- EXCERPTED TEXT
#### Checks to be conducted :

- Check for all the files where a proband misses dc:source or not and what can be done is such cases ?
- Check whether the gene associated with the files is same as the gene associated with the variants ? But this needs not to be true
- Check for the disease associated with the files and should we use them to fill **interpretations** element of the phenopacket, as it needs **diagnosis** element requires **disease**
- For the phenotypes of a proband how many pubmed ids are associated with it ( theoritically 1 ) ?

#### Issues pending
- Error handling for certain dictionaries
- Should we add gene ontology for allele descriptions

In [None]:
# Library Imports
import csv
import glob
from google.protobuf.timestamp_pb2 import Timestamp
import gzip
import json
import jsonpath_ng
import mygene
import phenopackets.schema.v2 as pps2
import pyhpo
import pyld

#### Constants and housekeeping definitions

In [None]:
INPUT_FOLDER = '../../../Downloads/gene_disease_validity_20250616/'
PUBMED_URL_ROOT = 'https://pubmed.ncbi.nlm.nih.gov/'
timestamp = Timestamp()
mg = mygene.MyGeneInfo()

In [None]:
# Dictionary MONDO_ID : label
with gzip.open("MONDO.csv.gz", "rt") as csvzip:
    csvf = csv.DictReader(csvzip)
    class_prefix = 'http://purl.obolibrary.org/obo/'
    mondo_lookup = dict((row['Class ID'][len(class_prefix):],row['Preferred Label']) for row in csvf if row['Class ID'].startswith(class_prefix))

# Test
list(mondo_lookup.items())[:4]

In [None]:
pyhpo.Ontology()

#### Function Definitions

In [None]:
# Check if the argument is list and if not convert it to list
def ensure_list(value):
    if isinstance(value,list):
        return value
    elif value == None:
        return([])
    else:
        return([value])
# Test
ensure_list([])

In [None]:
# check availability of the argument in the dicitionary and return the associated value, if not will return the argument
def check_value(x, key):
    if isinstance(x, dict):
        return(x.get(key))
    else:
        return(key)

# Test
check_value(obo_to_labelled_phenotype ('obo:HP_0034519'), 'label') # Function defined later

In [None]:
# Test file for framing
test_file = json.load(open("../../../Downloads/gene_disease_validity_20250616/cggv_0a0e2c4c-4d2f-4157-a611-75866f061bacv1.2.json"))

# JSON-LD Framing 
frame = {'@context': test_file['@context'], '@type': 'Proband', '@embed': '@always'}
framed = pyld.jsonld.frame(test_file, frame)

# Test 
framed['@graph'][0].keys()

In [None]:
def obo_to_labelled_phenotype(obo):
    try:
        term = pyhpo.Ontology.get_hpo_object(obo.replace('obo:HP_','HP:'))
        return {'id' : term.id, 'label' : term.name}
    except:
        return {'id':obo}

# Test
obo_to_labelled_phenotype ('obo:HP_0034519') 

In [None]:
# Fall back to jsonpath_ng if proband doesn;t have 'dc:source' key
dcsource_path = jsonpath_ng.parse("$..'dc:source'") 

def find_sources(proband):
    try:
        dc_sources = [proband['dc:source']]
    except KeyError:
        try:
            found = reversed(dcsource_path.find(proband))
            sources_by_id = dict((x.value.get('id', 'UNKNOWN'), x.value)
                                 for x in found
                                 if not isinstance(x, str))

- GIVEN RECORDS
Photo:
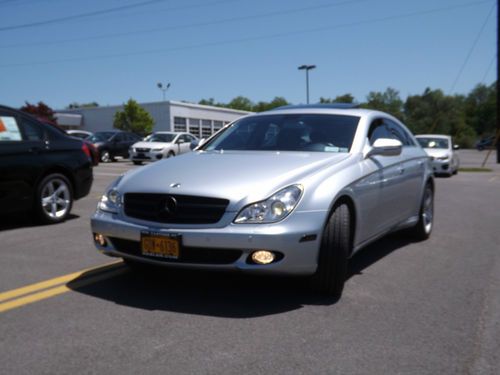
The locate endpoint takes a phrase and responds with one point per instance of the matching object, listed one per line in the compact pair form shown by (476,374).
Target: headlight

...

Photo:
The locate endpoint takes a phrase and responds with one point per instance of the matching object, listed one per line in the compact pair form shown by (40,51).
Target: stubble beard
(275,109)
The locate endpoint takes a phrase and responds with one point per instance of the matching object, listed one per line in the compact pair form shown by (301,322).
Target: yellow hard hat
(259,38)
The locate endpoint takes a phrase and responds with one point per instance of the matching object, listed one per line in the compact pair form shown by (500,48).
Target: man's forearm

==

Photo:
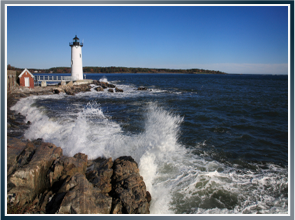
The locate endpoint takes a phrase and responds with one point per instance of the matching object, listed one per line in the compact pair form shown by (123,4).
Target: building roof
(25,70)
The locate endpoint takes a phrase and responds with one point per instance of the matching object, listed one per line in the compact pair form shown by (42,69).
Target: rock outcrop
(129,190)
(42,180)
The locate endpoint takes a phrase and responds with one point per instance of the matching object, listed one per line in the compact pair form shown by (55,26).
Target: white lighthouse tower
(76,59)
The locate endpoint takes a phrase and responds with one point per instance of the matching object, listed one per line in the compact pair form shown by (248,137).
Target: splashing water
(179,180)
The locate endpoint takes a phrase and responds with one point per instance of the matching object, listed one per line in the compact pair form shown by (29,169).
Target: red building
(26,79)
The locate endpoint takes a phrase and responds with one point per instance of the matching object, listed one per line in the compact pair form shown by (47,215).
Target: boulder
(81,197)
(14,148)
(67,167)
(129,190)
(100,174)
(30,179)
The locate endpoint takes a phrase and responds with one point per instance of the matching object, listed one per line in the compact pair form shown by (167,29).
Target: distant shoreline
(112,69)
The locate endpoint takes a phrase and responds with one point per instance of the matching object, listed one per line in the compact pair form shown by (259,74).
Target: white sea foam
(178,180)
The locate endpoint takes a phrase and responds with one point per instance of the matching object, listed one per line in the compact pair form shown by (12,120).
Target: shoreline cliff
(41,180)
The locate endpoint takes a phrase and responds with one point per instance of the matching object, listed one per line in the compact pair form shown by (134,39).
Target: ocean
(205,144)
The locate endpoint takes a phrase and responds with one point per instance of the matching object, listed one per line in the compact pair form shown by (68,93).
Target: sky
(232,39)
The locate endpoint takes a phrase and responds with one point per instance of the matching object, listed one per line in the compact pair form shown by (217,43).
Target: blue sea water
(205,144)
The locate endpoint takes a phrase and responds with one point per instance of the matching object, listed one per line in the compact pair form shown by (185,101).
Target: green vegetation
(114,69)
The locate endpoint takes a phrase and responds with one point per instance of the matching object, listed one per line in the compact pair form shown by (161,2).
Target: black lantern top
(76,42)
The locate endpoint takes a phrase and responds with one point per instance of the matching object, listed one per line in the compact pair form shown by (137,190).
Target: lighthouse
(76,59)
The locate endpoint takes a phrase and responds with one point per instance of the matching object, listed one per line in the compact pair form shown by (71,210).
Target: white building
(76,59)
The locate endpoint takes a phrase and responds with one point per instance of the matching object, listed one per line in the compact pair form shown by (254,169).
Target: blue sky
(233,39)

- DIRECTIONS
**1.** In the notebook text, how many PubMed IDs should theoretically be associated with a proband's phenotypes?
**2.** From the notebook text, take the list of checks that begins "Check for all the files where a proband misses dc:source" and rewrite it as a shorter bulleted list that keeps its main points.

- OUTPUTS BY TASK
**1.** One.

**2.**
- Find files where a proband lacks dc:source, and decide how to handle those cases.
- See whether the gene linked to the files matches the gene linked to the variants. They need not match.
- Check the disease linked to the files, and decide whether to use it to fill the interpretations element, since the diagnosis element requires a disease.
- Count the PubMed IDs linked to a proband's phenotypes. In theory there is one.